== SET EXERCISE ==
Please turn only the part of the entries that opens with the line containing "Practice: locate the truck hood" and closes with the line containing "pixel 304 121", both lines included, into a numbered list with any blank lines left out.

# # # # # # #

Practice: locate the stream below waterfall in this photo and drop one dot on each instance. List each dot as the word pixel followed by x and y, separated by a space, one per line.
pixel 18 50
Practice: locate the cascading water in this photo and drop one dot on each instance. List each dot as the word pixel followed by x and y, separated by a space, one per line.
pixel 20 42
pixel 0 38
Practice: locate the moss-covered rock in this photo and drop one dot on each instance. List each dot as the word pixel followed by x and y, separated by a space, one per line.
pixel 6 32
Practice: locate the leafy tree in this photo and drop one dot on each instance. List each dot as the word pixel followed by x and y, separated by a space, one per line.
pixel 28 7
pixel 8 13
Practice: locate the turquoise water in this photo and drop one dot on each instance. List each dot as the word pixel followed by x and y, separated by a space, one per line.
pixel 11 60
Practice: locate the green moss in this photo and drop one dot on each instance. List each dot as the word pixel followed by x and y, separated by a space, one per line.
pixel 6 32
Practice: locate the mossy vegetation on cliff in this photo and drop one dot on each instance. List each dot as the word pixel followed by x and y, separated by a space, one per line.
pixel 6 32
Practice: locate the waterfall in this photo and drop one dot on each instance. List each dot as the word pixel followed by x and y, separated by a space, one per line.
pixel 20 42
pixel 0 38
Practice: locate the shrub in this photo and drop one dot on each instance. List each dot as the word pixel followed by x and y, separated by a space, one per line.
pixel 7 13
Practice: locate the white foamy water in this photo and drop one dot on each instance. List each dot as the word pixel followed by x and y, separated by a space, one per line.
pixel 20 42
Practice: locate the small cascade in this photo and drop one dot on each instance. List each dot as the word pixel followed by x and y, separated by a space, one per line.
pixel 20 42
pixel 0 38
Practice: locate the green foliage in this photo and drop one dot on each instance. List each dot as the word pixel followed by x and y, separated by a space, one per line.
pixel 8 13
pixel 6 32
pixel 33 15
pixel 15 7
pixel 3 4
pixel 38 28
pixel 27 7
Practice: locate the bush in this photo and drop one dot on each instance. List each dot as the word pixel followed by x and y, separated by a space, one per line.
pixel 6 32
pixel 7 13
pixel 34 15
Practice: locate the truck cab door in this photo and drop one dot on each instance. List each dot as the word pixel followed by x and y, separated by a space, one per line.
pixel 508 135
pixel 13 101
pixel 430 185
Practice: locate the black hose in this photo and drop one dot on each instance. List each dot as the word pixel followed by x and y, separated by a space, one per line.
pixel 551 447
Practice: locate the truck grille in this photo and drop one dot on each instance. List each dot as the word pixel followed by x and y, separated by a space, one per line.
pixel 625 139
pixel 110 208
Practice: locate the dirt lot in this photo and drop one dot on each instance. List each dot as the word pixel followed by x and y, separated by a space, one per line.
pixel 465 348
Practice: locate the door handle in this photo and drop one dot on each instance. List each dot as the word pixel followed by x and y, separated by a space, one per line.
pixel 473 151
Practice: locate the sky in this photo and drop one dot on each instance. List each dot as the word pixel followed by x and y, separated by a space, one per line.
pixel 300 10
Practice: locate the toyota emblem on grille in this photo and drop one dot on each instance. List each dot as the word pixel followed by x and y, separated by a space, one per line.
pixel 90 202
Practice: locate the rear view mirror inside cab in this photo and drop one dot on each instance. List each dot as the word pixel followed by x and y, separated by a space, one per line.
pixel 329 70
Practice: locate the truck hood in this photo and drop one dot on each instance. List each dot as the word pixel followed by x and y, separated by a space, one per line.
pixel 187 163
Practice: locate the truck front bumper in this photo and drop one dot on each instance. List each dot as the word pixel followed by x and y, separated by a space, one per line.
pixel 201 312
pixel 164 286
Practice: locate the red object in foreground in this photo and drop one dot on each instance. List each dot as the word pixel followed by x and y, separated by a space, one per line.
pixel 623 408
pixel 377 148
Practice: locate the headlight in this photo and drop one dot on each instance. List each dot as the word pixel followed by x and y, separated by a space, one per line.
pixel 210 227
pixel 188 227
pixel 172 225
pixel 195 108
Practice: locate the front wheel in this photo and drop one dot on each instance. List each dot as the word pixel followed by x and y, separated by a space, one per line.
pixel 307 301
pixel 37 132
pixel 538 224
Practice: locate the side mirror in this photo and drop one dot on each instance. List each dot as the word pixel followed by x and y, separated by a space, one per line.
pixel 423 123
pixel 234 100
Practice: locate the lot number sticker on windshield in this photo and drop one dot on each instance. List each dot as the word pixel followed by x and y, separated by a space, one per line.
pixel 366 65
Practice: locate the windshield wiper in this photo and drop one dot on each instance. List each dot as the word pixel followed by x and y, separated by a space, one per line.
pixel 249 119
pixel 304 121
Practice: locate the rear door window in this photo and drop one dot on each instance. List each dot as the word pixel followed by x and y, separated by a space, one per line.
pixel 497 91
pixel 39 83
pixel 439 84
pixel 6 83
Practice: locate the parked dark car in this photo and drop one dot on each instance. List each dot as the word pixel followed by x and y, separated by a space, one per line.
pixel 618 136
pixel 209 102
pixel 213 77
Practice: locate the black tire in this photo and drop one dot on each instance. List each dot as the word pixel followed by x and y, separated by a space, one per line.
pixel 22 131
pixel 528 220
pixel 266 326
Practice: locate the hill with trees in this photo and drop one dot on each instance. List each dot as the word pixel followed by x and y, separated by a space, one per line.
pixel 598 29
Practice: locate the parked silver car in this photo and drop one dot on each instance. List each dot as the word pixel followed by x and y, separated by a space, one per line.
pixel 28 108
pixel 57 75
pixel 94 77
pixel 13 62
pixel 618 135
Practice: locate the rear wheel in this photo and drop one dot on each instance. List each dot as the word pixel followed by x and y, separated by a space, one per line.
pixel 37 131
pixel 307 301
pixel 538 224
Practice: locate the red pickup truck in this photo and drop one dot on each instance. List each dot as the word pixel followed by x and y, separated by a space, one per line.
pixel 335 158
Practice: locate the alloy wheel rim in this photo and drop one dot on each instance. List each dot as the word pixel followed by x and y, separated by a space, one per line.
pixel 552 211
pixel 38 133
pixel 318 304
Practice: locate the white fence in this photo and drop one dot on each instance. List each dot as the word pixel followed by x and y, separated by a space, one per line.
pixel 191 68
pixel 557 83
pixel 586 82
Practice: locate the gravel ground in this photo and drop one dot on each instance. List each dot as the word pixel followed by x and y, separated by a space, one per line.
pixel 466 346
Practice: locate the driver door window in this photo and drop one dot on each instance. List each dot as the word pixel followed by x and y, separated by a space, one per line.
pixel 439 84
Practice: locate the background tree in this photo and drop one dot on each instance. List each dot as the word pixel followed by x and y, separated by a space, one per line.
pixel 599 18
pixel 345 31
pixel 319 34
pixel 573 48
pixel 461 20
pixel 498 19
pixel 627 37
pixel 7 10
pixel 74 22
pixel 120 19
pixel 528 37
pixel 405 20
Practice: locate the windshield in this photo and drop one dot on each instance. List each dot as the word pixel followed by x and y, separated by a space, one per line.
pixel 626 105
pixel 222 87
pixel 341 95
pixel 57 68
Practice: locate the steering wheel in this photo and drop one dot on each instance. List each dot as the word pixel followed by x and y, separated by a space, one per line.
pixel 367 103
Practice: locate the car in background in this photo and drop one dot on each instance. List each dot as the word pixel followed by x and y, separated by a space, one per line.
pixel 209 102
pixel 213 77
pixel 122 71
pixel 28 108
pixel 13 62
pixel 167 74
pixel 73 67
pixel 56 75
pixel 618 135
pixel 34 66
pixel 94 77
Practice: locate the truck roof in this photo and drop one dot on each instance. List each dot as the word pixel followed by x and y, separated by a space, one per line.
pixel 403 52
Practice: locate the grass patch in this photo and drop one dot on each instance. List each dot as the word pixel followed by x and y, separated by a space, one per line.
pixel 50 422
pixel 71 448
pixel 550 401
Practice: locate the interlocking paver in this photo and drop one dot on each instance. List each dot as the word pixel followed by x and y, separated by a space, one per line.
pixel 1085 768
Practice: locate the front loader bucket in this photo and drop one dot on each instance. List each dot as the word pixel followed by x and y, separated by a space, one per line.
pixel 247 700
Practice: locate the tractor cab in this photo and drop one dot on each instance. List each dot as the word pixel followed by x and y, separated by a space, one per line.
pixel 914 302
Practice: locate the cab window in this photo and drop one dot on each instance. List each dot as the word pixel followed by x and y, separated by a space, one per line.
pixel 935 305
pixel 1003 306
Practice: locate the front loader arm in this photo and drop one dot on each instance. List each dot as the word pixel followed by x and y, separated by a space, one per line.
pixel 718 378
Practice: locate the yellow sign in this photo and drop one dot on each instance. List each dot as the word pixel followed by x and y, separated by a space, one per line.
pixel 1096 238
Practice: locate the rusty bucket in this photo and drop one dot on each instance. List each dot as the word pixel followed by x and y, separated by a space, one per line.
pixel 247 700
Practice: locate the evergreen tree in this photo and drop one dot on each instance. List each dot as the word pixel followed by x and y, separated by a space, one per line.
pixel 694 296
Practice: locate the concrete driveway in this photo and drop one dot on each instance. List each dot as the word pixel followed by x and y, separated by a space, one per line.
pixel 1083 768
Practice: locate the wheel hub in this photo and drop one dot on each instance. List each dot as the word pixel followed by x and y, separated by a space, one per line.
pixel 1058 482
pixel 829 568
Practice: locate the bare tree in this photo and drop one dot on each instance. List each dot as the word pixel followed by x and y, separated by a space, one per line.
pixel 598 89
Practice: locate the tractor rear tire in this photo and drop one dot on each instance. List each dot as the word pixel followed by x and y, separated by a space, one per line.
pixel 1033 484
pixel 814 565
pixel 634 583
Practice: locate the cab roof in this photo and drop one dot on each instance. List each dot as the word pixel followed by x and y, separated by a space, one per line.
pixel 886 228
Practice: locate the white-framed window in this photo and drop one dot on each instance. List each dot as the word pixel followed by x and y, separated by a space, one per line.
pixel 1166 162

# # # # # # #

== REPLY ==
1. Practice: locate the truck hood in this photo and drop one dot on each instance. List each dot as the word pixel followed by x and y, separated by a space, one per line.
2. pixel 187 163
3. Practice: locate the truck front bumper in this photo and drop one dot on each instance. List each dot as the word pixel followed by x and y, separated by a space, one per line.
4. pixel 201 312
5. pixel 164 286
6. Practice: locate the red object in foreground in this photo and drop one dot on each instance. List each dot as the word pixel followed by x and y, separated by a space, one per line.
7. pixel 623 408
8. pixel 377 148
9. Practice: locate the headlight in this photo and drop one dot on each instance. List each dot as the word pixel followed by x and y, separated by a space, one per line.
10. pixel 210 227
11. pixel 188 227
12. pixel 172 225
13. pixel 195 108
14. Practice: locate the front wheel in this photo and drop one dot on each instance. List each dot as the word pixel followed by x and y, separated by a space, one per line.
15. pixel 307 301
16. pixel 37 132
17. pixel 538 224
18. Practice: locate the side mirror in this photo and drop one dot on each instance. List each dot as the word pixel followed by x and y, separated by a space, one per line.
19. pixel 423 123
20. pixel 234 100
21. Practice: locate the lot number sticker on windshield in this photo and drop one dot on each instance. List each dot as the word pixel followed by x and y, separated by a space, one per line.
22. pixel 366 65
23. Practice: locate the windshield wiper in this photo and drop one dot on each instance. List each dot as the word pixel followed by x and y, separated by a space, one per line.
24. pixel 249 119
25. pixel 304 121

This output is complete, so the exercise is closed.